Exercise requirements :: Transcribe the stretch of the sports news excerpt from "Could the momentous" through "held in 2021.".

The league plans to make about 25 percent of the seats available for fans to abet social distancing.

Could the momentous decision to delay the Summer Olympics for a year be topped by a momentous decision to delay them for two years?

Haruyuki Takahashi, an executive on the organizing committee, said that if the Games could not be held in 2021 for economic or health reasons, “I will postpone it again,” he told Nikkan Sports.

Other members of the organizing committee and International Olympic Committee officials have said that the Tokyo Games will be canceled if they cannot be held in 2021.

Toshio Muto, secretary general of the organizing committee, said Tuesday of Takahashi’s statement, “I recognize it as an opinion.”

Raw data ::

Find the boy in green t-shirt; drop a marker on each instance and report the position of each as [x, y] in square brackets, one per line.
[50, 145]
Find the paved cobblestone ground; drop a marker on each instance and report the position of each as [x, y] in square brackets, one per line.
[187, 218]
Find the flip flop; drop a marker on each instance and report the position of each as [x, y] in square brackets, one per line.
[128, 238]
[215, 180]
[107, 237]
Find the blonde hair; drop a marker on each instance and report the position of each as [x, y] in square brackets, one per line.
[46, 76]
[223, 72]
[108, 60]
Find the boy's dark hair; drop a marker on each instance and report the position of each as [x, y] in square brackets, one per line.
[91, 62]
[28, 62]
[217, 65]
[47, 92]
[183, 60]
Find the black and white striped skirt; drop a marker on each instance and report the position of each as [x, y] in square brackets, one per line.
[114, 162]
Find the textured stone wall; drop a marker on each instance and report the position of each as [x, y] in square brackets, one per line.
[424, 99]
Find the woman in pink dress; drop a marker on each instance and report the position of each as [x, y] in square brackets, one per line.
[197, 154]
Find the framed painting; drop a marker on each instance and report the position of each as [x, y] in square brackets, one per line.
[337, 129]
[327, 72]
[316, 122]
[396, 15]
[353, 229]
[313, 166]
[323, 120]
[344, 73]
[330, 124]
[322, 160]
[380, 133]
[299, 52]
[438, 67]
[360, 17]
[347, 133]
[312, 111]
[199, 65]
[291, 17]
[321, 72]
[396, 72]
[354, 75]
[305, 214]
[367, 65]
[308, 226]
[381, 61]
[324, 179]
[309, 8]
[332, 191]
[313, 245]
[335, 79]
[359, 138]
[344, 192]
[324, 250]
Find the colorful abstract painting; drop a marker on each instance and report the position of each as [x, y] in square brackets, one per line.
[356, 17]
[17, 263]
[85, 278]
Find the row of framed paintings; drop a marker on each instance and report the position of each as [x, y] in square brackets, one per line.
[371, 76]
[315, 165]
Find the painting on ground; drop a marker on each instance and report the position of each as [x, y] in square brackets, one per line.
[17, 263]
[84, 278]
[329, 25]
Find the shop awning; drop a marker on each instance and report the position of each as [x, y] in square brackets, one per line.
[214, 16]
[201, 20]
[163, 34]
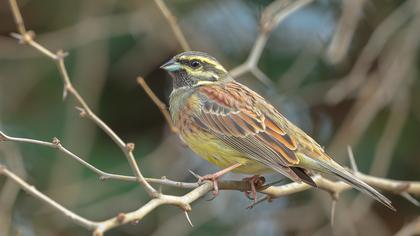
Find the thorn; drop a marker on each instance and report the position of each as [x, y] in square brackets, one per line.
[161, 185]
[130, 147]
[198, 177]
[258, 201]
[26, 38]
[82, 111]
[352, 160]
[60, 55]
[188, 218]
[410, 198]
[56, 141]
[333, 207]
[65, 93]
[120, 217]
[3, 137]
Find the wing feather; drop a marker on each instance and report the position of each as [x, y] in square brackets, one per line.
[232, 113]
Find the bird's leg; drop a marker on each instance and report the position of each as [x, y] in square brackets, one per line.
[255, 182]
[215, 176]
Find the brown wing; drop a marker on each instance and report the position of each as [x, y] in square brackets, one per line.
[231, 112]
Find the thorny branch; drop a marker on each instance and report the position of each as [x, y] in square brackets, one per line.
[26, 37]
[272, 16]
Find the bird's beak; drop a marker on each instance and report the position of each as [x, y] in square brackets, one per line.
[171, 65]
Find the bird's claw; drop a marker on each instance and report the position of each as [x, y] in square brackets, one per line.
[255, 183]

Response to the exercise ::
Could the momentous decision to delay the Summer Olympics for a year be topped by a momentous decision to delay them for two years?

Haruyuki Takahashi, an executive on the organizing committee, said that if the Games could not be held in 2021 for economic or health reasons, “I will postpone it again,” he told Nikkan Sports.

Other members of the organizing committee and International Olympic Committee officials have said that the Tokyo Games will be canceled if they cannot be held in 2021.